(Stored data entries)
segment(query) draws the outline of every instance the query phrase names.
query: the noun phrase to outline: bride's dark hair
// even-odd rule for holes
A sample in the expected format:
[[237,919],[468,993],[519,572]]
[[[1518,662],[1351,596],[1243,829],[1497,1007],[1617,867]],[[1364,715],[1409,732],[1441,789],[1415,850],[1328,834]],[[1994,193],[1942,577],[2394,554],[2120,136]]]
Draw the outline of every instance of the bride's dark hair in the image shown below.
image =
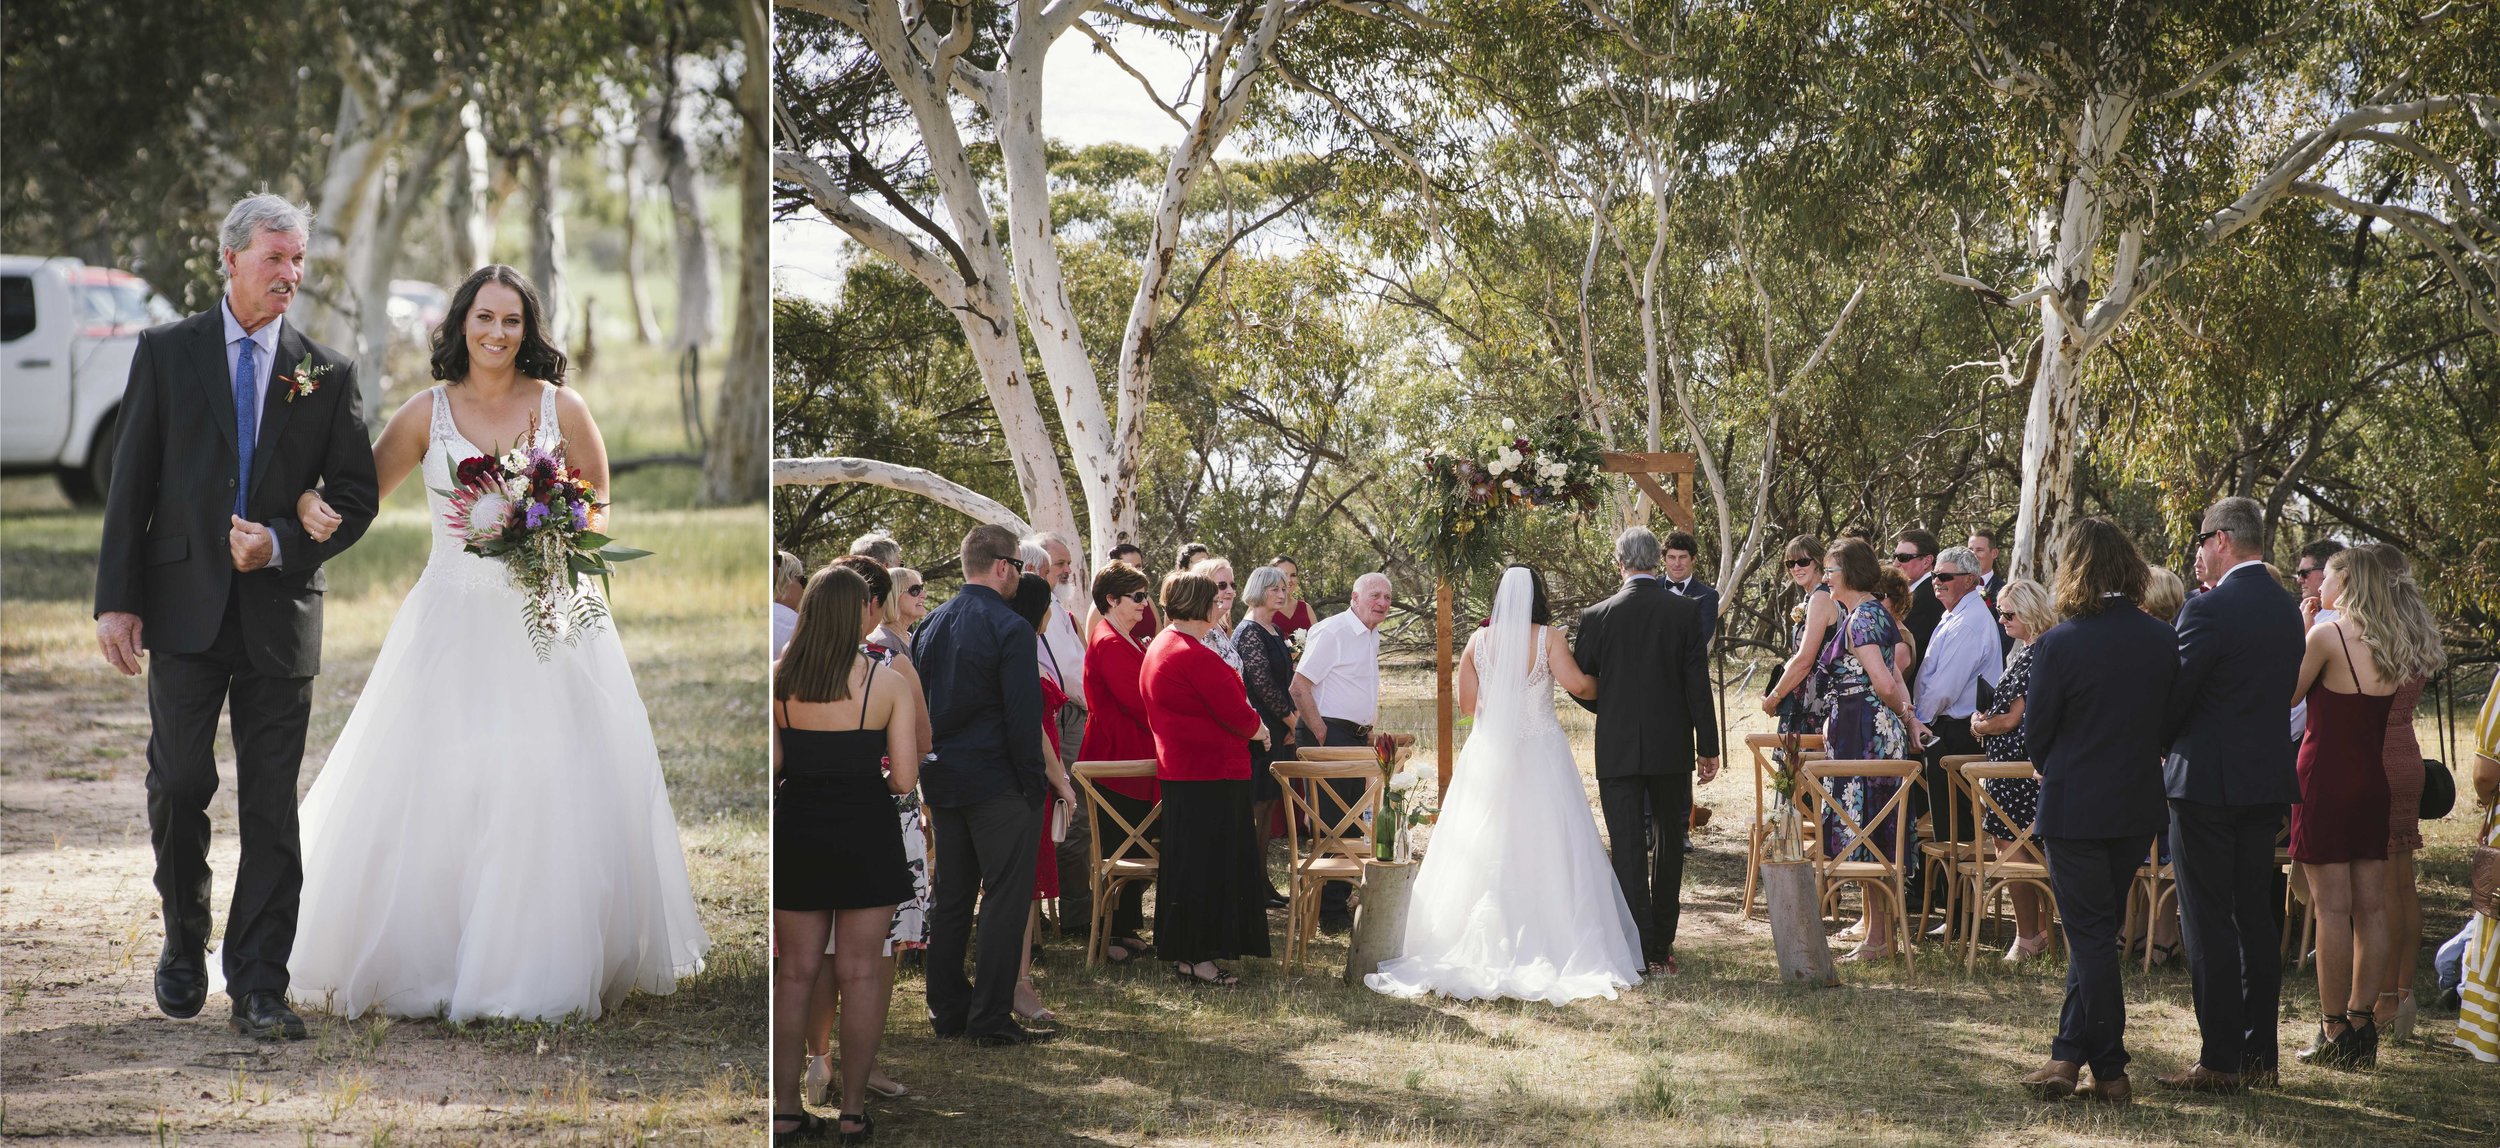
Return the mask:
[[451,293],[451,308],[434,325],[434,378],[457,383],[469,377],[469,308],[477,306],[478,290],[489,283],[501,283],[521,297],[521,353],[513,356],[513,369],[526,378],[563,386],[564,352],[547,341],[546,306],[538,301],[538,288],[531,285],[529,276],[501,263],[470,272],[459,290]]
[[1553,611],[1545,604],[1545,575],[1525,562],[1513,562],[1511,566],[1528,572],[1528,586],[1535,591],[1528,596],[1528,623],[1535,626],[1553,624]]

■ TASK DETAILS
Search the records for the string "hair", and copy every line that holds it.

■ OUTPUT FOR THIS TASK
query: the noun phrase to outline: bride's dark hair
Draw the outline of every instance of the bride's dark hair in the image shown below.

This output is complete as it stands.